▸ **Directions**
1. In the project overview, which cells secrete IL-13 in the small intestinal tuft cell–ILC2 circuit?
2. From the project overview, extract the stretch from "The aim of this" through "in intestinal physiology.".

Segment Start: Text excerpt

Tuft cells – novel players in tissue–immune cross-talk
The goals of this project are the identification of novel factors regulating tuft cell functions, their roles in physiology, and the mechanisms of tissue remodeling during intestinal worm infection.
Tuft cells are rare, secretory epithelial cells that generated scant immunological interest until recent reports linked tuft cells with type 2 immunity in the small intestine. The small intestinal tuft cell–ILC2 circuit mediates epithelial responses to intestinal worms and protists by tuft cell gustatory sensing and IL-25-mediated activation of IL-13 secretion by group 2 innate lymphoid cells (ILC2s).
Tuft cells have emerged as potential central players in tissue-immune cross-talk due to their capacity to sense luminal signals, including metabolites (Schneider C. et al., 2018, Cell), and to produce an unusual spectrum of biological effector molecules, including IL-25, eicosanoids, and the neurotransmitter acetylcholine. Despite recent insights, numerous questions remain regarding tuft cell lineage, diversity and effector mechanisms and how tuft cells interface with the immunological niche in the tissues where they reside, offering exciting and novel research avenues.
The aim of this project is to identify the pathways involved in small intestinal adaptive remodeling, which is induced by intestinal worm infection. We try to dissect the roles of tuft cells and other type 2 immune components in this process by using in vivo mouse models combined with lineage-tracing of intestinal stem cells. Using a combination of in vivo and in vitro approaches, and by employing cytokine reporter mice and organoid systems, we aim to identify novel factors regulating tuft cell function and their roles in intestinal physiology.
Picture: The small intestinal tuft cell–ILC2 circuit. Schneider C, O’Leary CE & Locksley RM, Nat Rev Immunol (2019) Copyright © 2019, Springer Nature).
Immune – tissue crosstalk in lung macrophage niche organization
In this project, we aim to dissect components of the immune – tissue cross-talk in the context of alveolar macrophage niche establishment, and its impact on lung function in homeostasis and during pulmonary inflammation.

Segment End: Text excerpt
Segment Start: Material supplied

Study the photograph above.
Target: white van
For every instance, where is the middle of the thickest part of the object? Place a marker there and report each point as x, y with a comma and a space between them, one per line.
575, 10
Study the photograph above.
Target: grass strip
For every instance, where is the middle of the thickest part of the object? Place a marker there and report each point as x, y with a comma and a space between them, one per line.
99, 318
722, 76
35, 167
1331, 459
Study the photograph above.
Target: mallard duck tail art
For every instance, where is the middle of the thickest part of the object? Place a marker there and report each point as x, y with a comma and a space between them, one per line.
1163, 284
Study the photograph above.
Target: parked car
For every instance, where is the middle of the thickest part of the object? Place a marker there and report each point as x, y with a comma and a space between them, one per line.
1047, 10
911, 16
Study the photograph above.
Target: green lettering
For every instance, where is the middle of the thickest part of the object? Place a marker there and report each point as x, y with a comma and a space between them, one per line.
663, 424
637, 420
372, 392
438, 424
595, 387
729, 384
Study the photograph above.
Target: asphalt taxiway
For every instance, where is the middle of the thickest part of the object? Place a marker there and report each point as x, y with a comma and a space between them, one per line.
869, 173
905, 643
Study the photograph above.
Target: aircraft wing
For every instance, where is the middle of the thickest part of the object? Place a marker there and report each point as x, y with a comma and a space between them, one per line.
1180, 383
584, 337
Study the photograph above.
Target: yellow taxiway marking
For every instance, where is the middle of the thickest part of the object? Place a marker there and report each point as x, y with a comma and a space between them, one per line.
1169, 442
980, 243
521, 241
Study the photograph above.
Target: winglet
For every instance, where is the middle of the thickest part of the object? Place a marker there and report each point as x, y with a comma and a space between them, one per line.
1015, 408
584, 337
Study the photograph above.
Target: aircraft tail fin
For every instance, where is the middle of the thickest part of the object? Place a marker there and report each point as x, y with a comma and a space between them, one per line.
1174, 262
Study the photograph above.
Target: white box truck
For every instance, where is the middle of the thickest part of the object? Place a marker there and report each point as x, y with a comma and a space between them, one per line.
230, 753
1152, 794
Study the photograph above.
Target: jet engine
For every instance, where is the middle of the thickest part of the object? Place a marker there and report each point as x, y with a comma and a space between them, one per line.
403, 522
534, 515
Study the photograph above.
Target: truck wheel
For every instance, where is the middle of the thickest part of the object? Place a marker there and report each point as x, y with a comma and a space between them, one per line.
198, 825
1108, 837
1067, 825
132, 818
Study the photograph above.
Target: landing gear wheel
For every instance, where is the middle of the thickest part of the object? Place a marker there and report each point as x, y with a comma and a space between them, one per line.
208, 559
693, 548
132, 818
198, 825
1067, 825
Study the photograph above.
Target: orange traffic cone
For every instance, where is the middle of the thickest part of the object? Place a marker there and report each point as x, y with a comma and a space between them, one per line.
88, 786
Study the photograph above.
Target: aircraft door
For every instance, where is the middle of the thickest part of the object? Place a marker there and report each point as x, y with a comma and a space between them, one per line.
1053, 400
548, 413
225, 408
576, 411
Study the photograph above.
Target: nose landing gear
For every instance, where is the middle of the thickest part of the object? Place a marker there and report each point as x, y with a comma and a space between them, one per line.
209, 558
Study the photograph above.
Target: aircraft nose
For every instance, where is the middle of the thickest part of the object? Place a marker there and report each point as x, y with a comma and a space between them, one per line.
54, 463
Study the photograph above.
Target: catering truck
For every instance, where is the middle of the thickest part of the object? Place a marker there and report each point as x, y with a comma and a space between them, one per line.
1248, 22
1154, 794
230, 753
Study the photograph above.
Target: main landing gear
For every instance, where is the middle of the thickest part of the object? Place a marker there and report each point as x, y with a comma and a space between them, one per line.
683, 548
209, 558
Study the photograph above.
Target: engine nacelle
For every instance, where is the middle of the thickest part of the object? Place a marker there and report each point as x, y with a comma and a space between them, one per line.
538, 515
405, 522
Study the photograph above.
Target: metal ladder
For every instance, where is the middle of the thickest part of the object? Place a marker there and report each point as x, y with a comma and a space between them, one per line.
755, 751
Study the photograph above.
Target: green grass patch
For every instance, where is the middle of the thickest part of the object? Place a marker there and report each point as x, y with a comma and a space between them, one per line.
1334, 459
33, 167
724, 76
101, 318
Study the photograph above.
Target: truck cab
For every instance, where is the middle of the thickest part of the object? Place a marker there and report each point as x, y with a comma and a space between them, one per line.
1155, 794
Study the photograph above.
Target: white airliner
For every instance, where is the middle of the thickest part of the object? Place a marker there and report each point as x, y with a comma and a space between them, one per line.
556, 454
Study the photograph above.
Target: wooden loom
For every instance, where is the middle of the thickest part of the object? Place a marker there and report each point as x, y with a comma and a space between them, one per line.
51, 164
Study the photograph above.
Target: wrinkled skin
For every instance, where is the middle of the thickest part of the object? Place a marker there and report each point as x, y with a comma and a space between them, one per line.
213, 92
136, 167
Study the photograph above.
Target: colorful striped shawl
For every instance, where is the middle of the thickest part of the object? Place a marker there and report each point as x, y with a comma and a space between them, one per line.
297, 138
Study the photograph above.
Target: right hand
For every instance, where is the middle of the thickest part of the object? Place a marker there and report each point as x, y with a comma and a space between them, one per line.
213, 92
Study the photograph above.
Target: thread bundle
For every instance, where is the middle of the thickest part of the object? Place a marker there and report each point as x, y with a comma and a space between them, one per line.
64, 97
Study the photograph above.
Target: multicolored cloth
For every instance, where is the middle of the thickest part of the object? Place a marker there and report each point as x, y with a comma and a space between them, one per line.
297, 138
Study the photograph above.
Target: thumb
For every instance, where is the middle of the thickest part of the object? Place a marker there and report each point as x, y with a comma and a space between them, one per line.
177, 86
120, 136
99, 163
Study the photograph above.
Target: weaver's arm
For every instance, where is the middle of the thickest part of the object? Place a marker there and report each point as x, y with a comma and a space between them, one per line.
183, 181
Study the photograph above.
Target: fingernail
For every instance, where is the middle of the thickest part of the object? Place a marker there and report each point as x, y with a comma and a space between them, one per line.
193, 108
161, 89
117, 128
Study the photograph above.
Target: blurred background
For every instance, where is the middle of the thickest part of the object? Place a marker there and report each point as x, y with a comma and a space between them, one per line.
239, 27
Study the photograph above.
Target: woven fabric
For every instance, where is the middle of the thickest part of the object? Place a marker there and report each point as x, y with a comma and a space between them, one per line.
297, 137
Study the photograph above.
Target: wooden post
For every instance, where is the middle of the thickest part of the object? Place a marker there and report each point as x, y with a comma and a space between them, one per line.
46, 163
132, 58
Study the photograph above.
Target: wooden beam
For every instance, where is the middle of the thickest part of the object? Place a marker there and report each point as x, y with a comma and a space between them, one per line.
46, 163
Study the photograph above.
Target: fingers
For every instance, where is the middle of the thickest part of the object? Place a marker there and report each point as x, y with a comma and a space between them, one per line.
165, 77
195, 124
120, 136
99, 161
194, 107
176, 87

Segment End: Material supplied

▸ **Exercise results**
1. Group 2 innate lymphoid cells (ILC2s).

2.
The aim of this project is to identify the pathways involved in small intestinal adaptive remodeling, which is induced by intestinal worm infection. We try to dissect the roles of tuft cells and other type 2 immune components in this process by using in vivo mouse models combined with lineage-tracing of intestinal stem cells. Using a combination of in vivo and in vitro approaches, and by employing cytokine reporter mice and organoid systems, we aim to identify novel factors regulating tuft cell function and their roles in intestinal physiology.